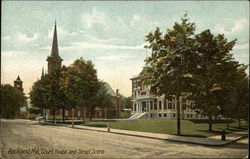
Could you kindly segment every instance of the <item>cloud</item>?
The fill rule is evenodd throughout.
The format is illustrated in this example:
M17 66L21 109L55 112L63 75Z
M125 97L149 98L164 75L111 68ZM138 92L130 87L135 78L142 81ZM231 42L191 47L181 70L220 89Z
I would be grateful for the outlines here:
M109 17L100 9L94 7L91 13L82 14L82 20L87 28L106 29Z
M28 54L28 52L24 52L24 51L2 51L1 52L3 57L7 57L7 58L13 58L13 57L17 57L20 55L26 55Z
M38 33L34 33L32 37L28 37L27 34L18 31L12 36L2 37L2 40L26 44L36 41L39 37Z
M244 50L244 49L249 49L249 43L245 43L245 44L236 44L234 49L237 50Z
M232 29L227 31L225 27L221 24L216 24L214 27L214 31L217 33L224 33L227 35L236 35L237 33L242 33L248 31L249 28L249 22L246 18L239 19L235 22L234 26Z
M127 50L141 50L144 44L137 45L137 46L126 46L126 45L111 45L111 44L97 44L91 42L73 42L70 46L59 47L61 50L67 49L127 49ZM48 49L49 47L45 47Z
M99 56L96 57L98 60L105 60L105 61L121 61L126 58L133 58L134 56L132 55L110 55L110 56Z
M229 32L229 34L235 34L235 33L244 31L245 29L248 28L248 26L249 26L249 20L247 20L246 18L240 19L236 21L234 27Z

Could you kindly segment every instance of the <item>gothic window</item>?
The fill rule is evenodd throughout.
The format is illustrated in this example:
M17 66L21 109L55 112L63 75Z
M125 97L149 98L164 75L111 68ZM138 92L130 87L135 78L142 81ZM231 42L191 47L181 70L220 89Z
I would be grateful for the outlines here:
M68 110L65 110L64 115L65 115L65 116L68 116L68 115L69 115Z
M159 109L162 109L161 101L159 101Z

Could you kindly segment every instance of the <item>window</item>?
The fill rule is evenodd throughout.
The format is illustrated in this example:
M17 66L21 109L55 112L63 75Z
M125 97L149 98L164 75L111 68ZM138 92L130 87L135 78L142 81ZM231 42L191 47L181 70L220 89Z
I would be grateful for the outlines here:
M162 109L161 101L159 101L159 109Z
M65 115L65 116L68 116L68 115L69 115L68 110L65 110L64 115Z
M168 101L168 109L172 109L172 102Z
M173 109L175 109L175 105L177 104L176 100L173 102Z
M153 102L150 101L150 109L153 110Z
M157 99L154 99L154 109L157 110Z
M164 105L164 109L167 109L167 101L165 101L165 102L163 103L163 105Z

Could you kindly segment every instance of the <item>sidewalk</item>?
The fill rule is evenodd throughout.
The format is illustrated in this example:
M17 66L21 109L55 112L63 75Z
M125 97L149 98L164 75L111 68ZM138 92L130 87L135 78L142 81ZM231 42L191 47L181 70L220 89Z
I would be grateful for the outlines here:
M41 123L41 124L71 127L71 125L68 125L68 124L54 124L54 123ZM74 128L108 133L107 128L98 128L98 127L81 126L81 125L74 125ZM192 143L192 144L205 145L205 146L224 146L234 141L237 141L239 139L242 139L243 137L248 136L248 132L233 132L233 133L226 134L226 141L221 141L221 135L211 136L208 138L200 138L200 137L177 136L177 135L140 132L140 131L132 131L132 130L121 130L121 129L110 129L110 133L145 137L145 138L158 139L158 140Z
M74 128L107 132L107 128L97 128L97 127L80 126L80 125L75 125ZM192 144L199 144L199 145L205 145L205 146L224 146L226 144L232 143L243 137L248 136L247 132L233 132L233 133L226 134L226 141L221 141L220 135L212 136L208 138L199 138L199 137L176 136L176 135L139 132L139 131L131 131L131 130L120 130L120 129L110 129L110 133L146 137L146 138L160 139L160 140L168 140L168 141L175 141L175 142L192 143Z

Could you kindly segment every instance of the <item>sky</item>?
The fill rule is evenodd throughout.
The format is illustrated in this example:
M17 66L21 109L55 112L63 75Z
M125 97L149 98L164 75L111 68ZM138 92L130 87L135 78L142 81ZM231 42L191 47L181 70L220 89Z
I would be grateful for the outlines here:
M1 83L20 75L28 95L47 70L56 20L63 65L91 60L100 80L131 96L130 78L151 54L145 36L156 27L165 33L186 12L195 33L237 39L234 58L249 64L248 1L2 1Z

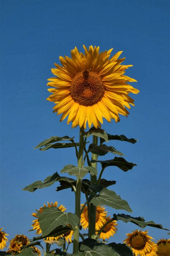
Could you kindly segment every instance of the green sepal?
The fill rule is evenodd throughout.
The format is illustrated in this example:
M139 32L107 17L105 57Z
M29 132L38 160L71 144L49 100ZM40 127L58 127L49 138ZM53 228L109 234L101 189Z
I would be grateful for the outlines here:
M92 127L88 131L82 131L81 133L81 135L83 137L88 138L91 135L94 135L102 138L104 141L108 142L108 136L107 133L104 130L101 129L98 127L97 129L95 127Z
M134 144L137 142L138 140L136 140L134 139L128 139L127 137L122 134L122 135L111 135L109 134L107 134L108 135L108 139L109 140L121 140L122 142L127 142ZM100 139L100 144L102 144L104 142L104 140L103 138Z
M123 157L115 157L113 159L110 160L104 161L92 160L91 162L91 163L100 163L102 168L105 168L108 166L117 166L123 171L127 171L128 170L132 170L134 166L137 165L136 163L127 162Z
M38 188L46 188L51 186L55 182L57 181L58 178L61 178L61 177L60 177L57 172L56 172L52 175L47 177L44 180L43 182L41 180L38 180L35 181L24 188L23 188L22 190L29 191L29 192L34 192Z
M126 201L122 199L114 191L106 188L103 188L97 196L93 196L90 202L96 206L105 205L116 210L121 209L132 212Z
########
Pull out every line in the listing above that contains the word "Could".

*IN RESPONSE*:
Could you kindly segment every instance of the <item>cloud</item>?
Could you kindly segment every instance of the <item>gothic window</item>?
Could you kindly segment every instance of the <item>window</item>?
Could you kindly segment every instance of the <item>sidewalk</item>?
Could you kindly segment every instance of the <item>sky</item>?
Could you kindly segment every instance of the green sepal?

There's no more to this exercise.